:: SHORT EXERCISE ::
From the line containing "Target: smoked salmon fillet" down to the last line of the material, return those lines verbatim and only those.

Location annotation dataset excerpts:
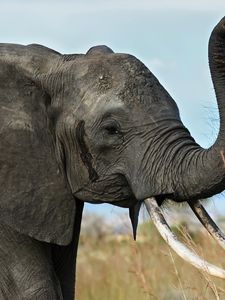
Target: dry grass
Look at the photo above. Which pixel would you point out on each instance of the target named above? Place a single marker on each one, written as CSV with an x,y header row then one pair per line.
x,y
116,268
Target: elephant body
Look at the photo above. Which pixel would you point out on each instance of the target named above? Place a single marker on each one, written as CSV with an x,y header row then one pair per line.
x,y
95,127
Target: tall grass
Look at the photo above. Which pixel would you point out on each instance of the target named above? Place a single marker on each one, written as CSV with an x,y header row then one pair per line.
x,y
117,268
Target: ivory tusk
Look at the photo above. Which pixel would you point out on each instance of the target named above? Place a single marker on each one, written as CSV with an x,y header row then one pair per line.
x,y
208,223
171,239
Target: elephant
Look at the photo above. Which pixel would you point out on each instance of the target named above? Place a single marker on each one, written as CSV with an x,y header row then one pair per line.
x,y
99,128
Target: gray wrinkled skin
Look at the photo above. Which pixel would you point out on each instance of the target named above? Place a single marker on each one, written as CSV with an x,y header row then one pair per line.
x,y
98,128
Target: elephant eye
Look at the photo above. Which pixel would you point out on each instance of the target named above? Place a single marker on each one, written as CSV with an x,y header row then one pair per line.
x,y
112,129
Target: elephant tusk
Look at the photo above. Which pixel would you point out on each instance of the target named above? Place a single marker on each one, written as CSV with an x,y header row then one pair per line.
x,y
171,239
208,223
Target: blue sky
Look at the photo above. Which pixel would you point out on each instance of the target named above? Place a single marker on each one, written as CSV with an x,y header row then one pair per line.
x,y
170,37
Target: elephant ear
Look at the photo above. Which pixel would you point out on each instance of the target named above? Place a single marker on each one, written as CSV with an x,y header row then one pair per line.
x,y
35,198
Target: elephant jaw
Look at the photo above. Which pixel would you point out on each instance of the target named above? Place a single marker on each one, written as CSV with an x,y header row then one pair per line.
x,y
171,239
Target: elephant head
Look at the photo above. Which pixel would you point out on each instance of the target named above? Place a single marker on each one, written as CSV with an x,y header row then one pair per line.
x,y
99,128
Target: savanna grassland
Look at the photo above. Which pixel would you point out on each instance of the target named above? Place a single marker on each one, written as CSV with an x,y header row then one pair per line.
x,y
117,268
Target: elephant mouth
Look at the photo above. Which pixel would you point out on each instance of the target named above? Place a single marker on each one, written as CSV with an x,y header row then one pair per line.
x,y
156,214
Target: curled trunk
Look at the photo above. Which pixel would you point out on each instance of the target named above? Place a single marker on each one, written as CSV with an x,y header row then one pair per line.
x,y
203,171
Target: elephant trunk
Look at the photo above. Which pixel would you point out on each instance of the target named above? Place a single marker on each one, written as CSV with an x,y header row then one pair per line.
x,y
205,169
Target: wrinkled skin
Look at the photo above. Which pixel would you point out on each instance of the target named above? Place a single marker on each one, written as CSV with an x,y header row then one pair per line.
x,y
97,128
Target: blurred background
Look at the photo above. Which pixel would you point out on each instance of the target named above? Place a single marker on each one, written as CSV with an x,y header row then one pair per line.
x,y
171,38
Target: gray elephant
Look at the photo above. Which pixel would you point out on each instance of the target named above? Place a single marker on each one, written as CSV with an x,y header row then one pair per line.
x,y
92,128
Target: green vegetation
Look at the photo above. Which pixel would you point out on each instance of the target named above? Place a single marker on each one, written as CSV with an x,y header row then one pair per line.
x,y
117,268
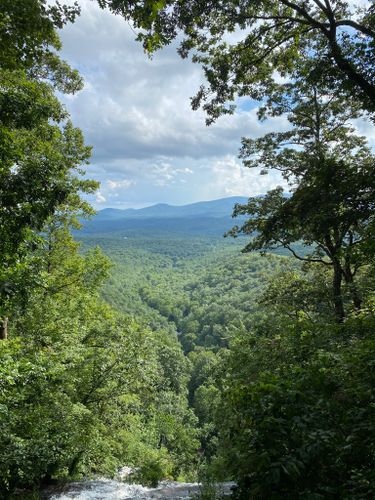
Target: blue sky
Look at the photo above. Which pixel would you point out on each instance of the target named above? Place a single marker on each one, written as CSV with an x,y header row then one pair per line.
x,y
148,145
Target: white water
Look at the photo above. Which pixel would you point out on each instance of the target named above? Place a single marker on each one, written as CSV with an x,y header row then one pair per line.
x,y
115,490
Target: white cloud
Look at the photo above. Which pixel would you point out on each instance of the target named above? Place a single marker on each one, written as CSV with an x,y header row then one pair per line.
x,y
99,198
233,179
121,184
149,146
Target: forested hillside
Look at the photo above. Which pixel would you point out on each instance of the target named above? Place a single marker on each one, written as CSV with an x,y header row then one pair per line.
x,y
143,338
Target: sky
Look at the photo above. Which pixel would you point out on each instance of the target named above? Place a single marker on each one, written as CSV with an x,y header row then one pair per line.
x,y
148,145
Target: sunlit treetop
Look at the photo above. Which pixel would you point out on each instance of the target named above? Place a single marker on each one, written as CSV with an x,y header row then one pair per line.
x,y
243,44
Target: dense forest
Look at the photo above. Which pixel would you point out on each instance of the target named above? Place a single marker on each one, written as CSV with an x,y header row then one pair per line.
x,y
175,351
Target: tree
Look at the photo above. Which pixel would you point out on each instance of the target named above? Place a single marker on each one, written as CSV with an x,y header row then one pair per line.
x,y
269,37
332,206
41,153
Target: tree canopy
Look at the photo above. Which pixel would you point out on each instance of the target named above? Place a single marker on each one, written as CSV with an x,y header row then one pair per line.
x,y
243,45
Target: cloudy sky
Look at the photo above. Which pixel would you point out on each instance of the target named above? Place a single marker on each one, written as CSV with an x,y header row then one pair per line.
x,y
148,145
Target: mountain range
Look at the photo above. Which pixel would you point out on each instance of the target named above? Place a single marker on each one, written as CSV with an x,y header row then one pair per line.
x,y
211,218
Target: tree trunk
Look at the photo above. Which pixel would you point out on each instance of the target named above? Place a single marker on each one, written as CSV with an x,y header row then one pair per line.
x,y
337,292
4,329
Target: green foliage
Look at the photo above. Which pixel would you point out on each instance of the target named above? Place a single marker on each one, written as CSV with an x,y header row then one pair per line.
x,y
306,427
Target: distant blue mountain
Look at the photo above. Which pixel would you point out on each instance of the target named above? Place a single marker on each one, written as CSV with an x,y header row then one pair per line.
x,y
203,218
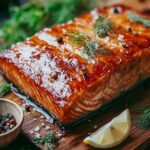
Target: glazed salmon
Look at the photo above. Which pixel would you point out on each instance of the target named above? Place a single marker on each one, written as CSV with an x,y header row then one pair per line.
x,y
74,68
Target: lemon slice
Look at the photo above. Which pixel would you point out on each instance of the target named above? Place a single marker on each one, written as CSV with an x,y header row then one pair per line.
x,y
111,134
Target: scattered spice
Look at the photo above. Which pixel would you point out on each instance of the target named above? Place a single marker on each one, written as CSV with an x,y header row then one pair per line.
x,y
59,39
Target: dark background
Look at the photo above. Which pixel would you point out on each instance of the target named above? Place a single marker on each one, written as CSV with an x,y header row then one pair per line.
x,y
4,8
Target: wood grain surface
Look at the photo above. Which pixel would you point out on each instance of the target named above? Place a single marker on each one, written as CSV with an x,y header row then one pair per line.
x,y
72,138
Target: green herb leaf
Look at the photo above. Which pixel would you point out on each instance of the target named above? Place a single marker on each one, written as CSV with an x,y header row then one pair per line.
x,y
102,26
77,38
91,48
48,141
5,88
139,19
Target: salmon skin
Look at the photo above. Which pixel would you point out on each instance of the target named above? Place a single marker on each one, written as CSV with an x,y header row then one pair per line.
x,y
71,70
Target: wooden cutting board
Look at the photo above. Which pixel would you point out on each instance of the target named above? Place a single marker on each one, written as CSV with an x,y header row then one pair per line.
x,y
72,138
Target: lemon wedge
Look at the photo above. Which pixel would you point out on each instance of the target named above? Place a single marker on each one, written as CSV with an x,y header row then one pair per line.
x,y
111,134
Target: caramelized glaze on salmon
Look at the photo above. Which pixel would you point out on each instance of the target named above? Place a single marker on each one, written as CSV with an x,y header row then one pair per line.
x,y
54,72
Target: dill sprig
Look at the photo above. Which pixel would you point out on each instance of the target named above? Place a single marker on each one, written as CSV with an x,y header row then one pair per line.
x,y
139,19
103,26
48,141
143,119
87,46
5,88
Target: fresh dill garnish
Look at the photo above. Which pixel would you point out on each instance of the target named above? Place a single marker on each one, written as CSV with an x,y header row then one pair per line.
x,y
143,119
103,26
5,88
139,19
91,48
48,141
87,46
77,38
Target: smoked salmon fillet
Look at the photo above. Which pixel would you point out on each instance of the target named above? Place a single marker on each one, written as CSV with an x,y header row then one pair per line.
x,y
74,68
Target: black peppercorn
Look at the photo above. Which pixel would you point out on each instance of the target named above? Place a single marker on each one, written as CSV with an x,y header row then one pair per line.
x,y
85,74
59,39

:: THE RESPONSE ::
Target: smoked salmon fillet
Look at the photo above. Which pixel would you point out on each instance of the target named above? Place a single marker on each one, written as CSV with an x,y header row then one pair per line.
x,y
74,68
Target: black peppercorn
Look at the photo above. Which pixel would you point out on each instance of the target named above? Place a single marker on each one, written as CSV with an x,y header row then one pair per line.
x,y
85,74
59,39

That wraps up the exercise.